(Labeling and segmentation data)
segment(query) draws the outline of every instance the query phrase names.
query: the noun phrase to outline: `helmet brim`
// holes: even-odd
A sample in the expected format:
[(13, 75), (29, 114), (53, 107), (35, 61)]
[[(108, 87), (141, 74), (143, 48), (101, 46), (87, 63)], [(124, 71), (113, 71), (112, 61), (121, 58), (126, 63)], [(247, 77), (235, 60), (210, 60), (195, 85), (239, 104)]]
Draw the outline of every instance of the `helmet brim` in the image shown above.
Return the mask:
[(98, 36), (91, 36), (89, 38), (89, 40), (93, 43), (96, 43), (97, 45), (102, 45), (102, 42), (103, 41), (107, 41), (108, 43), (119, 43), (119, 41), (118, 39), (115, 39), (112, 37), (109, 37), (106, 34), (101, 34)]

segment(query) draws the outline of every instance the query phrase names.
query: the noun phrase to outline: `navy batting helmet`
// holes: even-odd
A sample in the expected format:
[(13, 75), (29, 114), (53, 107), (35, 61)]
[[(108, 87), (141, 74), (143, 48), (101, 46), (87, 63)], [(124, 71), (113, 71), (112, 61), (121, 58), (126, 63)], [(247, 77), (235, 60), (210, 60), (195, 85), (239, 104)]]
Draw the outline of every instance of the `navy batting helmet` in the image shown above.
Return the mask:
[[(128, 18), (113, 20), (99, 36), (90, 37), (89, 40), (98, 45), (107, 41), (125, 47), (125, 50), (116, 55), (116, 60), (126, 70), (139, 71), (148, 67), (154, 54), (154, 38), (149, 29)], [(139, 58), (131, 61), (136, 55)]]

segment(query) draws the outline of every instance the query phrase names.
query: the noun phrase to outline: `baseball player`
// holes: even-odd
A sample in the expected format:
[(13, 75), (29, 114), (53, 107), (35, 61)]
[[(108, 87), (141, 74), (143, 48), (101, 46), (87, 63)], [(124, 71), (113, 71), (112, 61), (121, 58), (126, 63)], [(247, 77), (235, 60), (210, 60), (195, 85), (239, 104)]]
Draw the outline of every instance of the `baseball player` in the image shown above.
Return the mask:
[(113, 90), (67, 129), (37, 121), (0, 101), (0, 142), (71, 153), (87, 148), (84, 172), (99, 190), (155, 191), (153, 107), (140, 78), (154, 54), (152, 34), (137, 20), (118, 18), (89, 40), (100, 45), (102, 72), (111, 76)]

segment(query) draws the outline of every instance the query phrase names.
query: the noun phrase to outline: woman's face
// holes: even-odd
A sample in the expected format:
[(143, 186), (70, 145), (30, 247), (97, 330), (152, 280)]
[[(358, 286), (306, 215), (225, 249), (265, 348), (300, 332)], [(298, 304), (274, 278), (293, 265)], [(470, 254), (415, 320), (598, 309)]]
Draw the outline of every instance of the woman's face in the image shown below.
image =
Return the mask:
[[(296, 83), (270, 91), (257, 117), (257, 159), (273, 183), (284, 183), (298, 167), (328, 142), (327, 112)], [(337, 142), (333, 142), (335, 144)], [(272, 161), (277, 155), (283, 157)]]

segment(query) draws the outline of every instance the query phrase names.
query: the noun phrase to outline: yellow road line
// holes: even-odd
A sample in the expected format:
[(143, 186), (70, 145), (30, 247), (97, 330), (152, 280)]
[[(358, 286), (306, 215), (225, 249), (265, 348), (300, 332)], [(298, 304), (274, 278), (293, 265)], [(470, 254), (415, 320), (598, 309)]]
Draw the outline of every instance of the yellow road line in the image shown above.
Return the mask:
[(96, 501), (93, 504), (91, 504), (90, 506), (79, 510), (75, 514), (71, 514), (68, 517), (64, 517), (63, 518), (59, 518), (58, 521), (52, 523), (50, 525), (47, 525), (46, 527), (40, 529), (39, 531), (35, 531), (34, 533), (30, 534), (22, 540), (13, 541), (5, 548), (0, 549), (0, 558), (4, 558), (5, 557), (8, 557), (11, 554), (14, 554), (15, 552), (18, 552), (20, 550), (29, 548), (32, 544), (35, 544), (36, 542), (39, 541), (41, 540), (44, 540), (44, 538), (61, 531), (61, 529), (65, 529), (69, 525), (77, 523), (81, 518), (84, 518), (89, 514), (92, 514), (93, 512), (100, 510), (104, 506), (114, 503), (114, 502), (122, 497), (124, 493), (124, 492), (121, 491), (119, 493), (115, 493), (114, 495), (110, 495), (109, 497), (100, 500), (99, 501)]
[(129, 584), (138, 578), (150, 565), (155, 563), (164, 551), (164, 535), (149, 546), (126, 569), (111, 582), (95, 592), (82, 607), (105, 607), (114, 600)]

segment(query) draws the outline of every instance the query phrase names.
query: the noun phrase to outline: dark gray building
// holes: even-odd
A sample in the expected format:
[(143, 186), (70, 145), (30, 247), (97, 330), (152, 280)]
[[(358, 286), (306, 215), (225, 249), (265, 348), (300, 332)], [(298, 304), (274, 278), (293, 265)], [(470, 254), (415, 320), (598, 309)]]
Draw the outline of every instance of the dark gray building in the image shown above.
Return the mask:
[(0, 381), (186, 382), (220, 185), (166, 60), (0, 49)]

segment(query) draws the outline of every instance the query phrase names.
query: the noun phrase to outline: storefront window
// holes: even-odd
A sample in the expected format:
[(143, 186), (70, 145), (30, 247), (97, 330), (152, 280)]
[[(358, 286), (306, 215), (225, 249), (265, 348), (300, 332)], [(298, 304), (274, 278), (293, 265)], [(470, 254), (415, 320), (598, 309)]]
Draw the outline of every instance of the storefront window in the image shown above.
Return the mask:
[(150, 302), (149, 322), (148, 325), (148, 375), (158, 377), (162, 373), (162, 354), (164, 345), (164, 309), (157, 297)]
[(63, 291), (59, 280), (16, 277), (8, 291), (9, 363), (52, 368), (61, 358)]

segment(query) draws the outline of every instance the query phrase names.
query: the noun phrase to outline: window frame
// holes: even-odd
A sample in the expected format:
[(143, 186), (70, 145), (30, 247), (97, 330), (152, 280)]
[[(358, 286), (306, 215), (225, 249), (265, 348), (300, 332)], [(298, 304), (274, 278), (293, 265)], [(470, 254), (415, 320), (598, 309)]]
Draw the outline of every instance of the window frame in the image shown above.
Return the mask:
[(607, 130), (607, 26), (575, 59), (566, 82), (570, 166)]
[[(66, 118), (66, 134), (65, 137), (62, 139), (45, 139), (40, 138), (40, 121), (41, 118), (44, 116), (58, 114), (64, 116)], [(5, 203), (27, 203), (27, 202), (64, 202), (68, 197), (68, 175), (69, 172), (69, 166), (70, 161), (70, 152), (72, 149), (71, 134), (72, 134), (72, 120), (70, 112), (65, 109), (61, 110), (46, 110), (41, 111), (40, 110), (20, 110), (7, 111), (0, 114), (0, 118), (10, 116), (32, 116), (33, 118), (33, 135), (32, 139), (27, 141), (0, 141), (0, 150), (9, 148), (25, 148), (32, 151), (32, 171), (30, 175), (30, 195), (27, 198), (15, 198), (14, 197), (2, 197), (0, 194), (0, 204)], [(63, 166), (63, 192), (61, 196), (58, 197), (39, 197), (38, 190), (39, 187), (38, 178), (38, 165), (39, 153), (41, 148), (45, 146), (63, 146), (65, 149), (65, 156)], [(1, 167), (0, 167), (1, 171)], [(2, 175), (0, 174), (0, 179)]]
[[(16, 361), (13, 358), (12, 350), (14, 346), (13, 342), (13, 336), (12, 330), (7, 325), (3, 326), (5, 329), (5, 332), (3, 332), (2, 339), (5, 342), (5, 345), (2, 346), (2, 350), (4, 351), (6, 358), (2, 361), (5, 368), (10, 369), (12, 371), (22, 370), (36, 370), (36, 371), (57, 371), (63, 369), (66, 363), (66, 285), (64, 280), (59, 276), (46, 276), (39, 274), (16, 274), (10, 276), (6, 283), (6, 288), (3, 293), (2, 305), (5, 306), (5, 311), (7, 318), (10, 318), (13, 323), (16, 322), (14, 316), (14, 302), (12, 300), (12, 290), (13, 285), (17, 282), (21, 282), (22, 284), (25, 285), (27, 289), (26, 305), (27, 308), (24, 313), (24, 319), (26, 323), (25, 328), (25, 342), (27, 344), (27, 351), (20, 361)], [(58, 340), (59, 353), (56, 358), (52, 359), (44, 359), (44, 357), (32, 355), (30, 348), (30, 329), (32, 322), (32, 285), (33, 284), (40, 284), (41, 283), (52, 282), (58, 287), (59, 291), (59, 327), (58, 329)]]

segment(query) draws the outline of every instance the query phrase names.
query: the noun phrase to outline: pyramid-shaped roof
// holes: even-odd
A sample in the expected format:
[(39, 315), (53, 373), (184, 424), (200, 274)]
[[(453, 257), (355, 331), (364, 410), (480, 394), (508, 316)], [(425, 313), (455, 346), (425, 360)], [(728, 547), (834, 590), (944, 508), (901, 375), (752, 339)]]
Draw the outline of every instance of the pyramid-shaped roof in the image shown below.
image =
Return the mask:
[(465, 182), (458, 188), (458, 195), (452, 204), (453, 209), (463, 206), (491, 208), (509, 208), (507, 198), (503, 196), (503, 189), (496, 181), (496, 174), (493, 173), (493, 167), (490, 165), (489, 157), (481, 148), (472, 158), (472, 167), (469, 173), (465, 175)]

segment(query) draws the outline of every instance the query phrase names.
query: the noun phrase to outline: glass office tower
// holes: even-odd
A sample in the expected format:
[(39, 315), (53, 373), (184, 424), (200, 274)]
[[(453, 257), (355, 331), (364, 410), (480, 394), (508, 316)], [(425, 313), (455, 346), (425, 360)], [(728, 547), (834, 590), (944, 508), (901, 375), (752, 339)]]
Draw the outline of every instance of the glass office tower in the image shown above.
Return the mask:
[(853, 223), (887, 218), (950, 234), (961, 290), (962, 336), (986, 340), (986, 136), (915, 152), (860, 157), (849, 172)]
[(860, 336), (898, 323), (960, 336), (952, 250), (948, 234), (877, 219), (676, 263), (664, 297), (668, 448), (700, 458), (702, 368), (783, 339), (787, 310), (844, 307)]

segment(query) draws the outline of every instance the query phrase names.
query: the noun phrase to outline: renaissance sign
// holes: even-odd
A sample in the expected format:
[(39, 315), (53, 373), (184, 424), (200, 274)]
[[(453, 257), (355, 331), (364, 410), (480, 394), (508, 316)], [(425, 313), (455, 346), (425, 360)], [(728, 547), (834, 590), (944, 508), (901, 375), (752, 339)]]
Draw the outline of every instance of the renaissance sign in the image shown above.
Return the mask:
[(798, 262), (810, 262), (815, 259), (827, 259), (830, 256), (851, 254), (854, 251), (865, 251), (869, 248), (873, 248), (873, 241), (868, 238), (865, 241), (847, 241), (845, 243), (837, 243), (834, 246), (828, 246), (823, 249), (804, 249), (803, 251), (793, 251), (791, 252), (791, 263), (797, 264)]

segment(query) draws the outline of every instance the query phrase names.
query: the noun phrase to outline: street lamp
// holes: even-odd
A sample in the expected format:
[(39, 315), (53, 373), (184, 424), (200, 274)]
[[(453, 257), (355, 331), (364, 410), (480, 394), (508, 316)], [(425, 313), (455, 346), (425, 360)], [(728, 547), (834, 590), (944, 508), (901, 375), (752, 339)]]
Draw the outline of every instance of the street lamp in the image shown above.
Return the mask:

### EXERCISE GOAL:
Pick out every line of the data above that contains the string "face", and copy each one. Case counts.

### CORRECT RESULT:
query: the noun phrase to outline: woman's face
Draw the outline of every instance of the woman's face in the image shown below.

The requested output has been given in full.